## [TASK PROMPT]
Where the listing below reaches the line containing "Query: car wheel", start writing out lines exactly, and stop once the line containing "Each point like <point>33,356</point>." has been written.

## [SOURCE INFORMATION]
[Start of Attachment]

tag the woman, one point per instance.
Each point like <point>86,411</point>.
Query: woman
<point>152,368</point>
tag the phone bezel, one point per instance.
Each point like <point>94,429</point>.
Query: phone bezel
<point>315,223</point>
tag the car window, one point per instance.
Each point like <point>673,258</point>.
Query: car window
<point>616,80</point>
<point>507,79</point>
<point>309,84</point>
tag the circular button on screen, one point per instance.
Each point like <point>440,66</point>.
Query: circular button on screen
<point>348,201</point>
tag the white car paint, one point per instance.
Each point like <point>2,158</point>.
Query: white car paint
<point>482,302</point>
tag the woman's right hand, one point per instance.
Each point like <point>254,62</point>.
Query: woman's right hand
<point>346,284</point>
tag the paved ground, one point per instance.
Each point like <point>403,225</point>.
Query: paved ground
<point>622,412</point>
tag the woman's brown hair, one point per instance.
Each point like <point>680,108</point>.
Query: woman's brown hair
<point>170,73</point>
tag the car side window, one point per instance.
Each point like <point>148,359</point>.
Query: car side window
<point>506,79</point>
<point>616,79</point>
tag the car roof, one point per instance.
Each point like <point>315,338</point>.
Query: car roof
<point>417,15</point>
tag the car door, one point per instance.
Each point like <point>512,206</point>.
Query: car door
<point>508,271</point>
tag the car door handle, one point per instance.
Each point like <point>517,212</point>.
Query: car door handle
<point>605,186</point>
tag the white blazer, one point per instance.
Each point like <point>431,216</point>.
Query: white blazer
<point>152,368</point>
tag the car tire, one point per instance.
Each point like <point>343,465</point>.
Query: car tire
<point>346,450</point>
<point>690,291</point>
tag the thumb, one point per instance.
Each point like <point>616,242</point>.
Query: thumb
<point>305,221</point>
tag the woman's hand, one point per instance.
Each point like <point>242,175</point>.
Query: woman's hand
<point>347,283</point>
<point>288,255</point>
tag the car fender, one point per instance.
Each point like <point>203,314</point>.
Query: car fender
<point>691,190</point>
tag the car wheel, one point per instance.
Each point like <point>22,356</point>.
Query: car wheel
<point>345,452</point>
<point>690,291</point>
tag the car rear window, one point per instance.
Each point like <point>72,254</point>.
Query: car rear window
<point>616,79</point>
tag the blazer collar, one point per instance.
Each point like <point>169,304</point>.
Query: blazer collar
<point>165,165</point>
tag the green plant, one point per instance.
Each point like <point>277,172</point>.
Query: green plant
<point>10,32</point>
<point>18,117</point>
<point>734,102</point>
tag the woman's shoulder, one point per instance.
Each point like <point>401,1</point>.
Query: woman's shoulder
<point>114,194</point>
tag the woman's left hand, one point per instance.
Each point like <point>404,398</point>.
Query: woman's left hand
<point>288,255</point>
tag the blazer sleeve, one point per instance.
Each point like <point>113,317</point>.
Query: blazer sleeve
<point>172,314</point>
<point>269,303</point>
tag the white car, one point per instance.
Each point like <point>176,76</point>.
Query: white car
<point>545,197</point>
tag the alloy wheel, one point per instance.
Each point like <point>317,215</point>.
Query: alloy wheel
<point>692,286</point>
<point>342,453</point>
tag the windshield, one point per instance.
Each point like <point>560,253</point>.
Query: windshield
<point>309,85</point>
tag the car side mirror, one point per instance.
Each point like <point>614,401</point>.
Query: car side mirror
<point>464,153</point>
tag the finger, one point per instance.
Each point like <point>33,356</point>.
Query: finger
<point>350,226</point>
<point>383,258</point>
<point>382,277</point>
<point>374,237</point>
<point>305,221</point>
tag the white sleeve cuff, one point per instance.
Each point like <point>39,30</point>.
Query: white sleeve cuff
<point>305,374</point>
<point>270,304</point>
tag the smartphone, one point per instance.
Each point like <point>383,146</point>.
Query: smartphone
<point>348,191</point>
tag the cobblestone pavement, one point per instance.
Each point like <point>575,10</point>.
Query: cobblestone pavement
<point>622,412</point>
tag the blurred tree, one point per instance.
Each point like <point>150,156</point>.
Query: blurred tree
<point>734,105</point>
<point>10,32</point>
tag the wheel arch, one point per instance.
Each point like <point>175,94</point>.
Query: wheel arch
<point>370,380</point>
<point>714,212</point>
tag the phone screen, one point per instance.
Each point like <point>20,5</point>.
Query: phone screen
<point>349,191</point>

[End of Attachment]

## [RESPONSE AREA]
Query: car wheel
<point>345,452</point>
<point>690,291</point>
tag the car rear window, one point per instance.
Each point like <point>72,254</point>.
Query: car rear window
<point>616,79</point>
tag the blazer collar, one point per instance.
Each point like <point>169,304</point>.
Query: blazer collar
<point>165,165</point>
tag the green plant, one point per instance.
Each point like <point>277,172</point>.
Query: green plant
<point>10,32</point>
<point>18,117</point>
<point>734,102</point>
tag the woman's shoulder, one point per instance.
Each point like <point>401,1</point>.
Query: woman's shoulder
<point>114,194</point>
tag the woman's left hand, one point per instance.
Each point like <point>404,398</point>.
Query: woman's left hand
<point>288,255</point>
tag the blazer sleeve, one point per instance.
Each point like <point>113,317</point>.
Query: blazer sleeve
<point>172,314</point>
<point>269,303</point>
tag the white car, one point per instance.
Each point like <point>176,76</point>.
Query: white car
<point>545,197</point>
tag the alloy wheel, one point per instance.
Each point like <point>317,215</point>.
Query: alloy wheel
<point>692,286</point>
<point>342,453</point>
tag the windshield, one point per instance.
Each point like <point>560,253</point>.
Query: windshield
<point>309,85</point>
tag the car side mirror, one point per instance.
Each point like <point>614,401</point>.
Query: car side mirror
<point>464,153</point>
tag the finger, one point per instance.
Each point like <point>33,356</point>.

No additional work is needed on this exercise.